---------- PROVIDED TEXT

What Narcissism Means to Me (2003), Tony Hoagland's most recent book, has been characterized as "disarming" by the New York Times Book Review, "and as sharp-edged and ambitious" by the Los Angeles Times Book Review. According to the Minneapolis Star Tribune, "Hoagland turns heartache into poetry so beautiful it makes you crave melancholy." Tony Hoagland's second collection, Donkey Gospel (1998), won the 1997 James Laughlin Award of the Academy of American Poets, and his first, Sweet Ruin (1992), won the Brittingham Prize in Poetry. He teaches at the University of Houston and in the Warren Wilson College MFA program in North Carolina.

"Tony Hoagland's imagination ranges thrillingly across manners, morals, sexual doings, kinds of speech both lyrical and candid, intimate as well as wild." -American Academy of Arts and Letters citation, 2002

Peter Gizzi, Tyehimba Jess, and Mary Ruefle: Monday, April 10, 2006

Please join us for a special evening featuring these three innovative poets whose work charts new territory in the landscape of contemporary poetry. Seattle Arts & Lectures is pleased to present this event in conjunction with the Academy of American Poets and Wave Books, a new poetry publishing house. The event will be moderated by Joshua Beckman, author of Nice Hat. Thanks. and Your Time Has Come and Editor of Wave Books.

--------------------
---------- DATA LINES

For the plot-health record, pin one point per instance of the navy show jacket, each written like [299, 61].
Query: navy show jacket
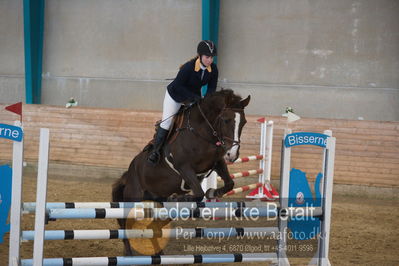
[187, 84]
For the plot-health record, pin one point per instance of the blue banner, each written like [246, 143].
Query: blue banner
[305, 138]
[5, 199]
[11, 132]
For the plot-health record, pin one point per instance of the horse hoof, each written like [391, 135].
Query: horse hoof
[210, 193]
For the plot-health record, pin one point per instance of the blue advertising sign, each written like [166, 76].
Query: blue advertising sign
[305, 138]
[11, 132]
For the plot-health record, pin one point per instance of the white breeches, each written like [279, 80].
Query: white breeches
[170, 108]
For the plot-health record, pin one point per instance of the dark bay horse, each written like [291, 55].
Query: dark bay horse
[208, 135]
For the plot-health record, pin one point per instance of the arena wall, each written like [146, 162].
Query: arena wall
[82, 139]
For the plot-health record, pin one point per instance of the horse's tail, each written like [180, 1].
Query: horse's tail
[118, 187]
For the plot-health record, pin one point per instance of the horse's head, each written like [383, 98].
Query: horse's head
[229, 121]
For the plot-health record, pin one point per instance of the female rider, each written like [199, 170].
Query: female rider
[186, 87]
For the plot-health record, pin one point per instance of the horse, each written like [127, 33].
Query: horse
[207, 136]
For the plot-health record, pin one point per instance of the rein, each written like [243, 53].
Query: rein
[220, 139]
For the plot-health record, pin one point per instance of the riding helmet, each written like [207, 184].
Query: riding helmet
[207, 48]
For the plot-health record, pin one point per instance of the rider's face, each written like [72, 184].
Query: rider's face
[206, 60]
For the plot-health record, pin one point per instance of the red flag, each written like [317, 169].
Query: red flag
[15, 108]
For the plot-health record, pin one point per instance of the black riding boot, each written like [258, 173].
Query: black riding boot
[160, 137]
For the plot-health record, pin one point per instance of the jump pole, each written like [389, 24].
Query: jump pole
[262, 189]
[16, 201]
[321, 256]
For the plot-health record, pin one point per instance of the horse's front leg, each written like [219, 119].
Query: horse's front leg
[223, 172]
[190, 177]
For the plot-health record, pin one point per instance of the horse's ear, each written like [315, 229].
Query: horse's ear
[245, 102]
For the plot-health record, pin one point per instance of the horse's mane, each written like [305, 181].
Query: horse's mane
[224, 97]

--------------------

WHAT IS ASKED:
1) Rewrite the listing from the line with "like [258, 173]." through the end of the listing, changing "jump pole" to "jump rail" and leaving everything else the same. Return only those lines.
2) Pick up the poetry-reading announcement after its final sentence and carry it forward.

EXPECTED RESPONSES:
1)
For the plot-health record, pin one point per instance of the black riding boot, each written like [258, 173].
Query: black riding boot
[160, 137]
For the plot-health record, pin one point per instance of the jump rail, each written like [389, 24].
Query: jump rail
[262, 189]
[16, 201]
[321, 256]
For the plot-health record, pin one point per instance of the horse's front leg, each written like [219, 119].
Query: horse's front leg
[223, 172]
[190, 177]
For the plot-health record, pin one point per instance of the horse's ear, each written like [315, 229].
Query: horse's ear
[245, 102]
For the plot-health record, pin one point per instance of the horse's mane, each written like [305, 181].
Query: horse's mane
[224, 97]

2)
Frequently named as one of the most exciting poets writing today, Peter Gizzi is lauded for his "sensual intelligence" (Chicago Review), for his ability to be "inventive without being impudent, gorgeous without being gaudy" (Los Angeles Times), and as the creator of "a new, and often beautiful lyric mode" (Harvard Review). The author of three books, including most recently, Some Values of Landscape and Weather (2003), Gizzi is also the editor of The House That Jack Built: The Collected Lectures of Jack Spicer (1998). He directs the M.F.A. Program in Creative Writing at the University of Massachusetts at Amherst.

"It is exhilarating to be invited into a world so large and muscular, so rooted in history, a world where so much is at stake," writes Brigit Pegeen Kelly of Tyehimba Jess' debut collection, leadbelly: poems (2005). Winner of the 2004 National Poetry Series, the volume examines the life and times of the legendary blues musician in a collage of song, culture, and circumstance. A native of Detroit, Jess is an alumnus of the Chicago Green Mill Slam teams and Cave Canem, and is a member of the creative writing faculty at the University of Illinois at Urbana-Champaign.

In the world of Mary Ruefle's poetry, the architecture sways delightfully from baroque to spare, from tragedy to comedy. In eight volumes (including, most recently, Tristimania), Ruefle offers her readers a primer in the pleasures of unsteadiness, whimsy, and wildness. "In poems striking for their vivid, playful and original use of the imagination," writes Charles Simic," she brings us an unnerving, but always fresh and exhilarating view of our common experience of the world." Ruefle is a Guggenheim fellow and professor in the M.F.A. writing program at Vermont College.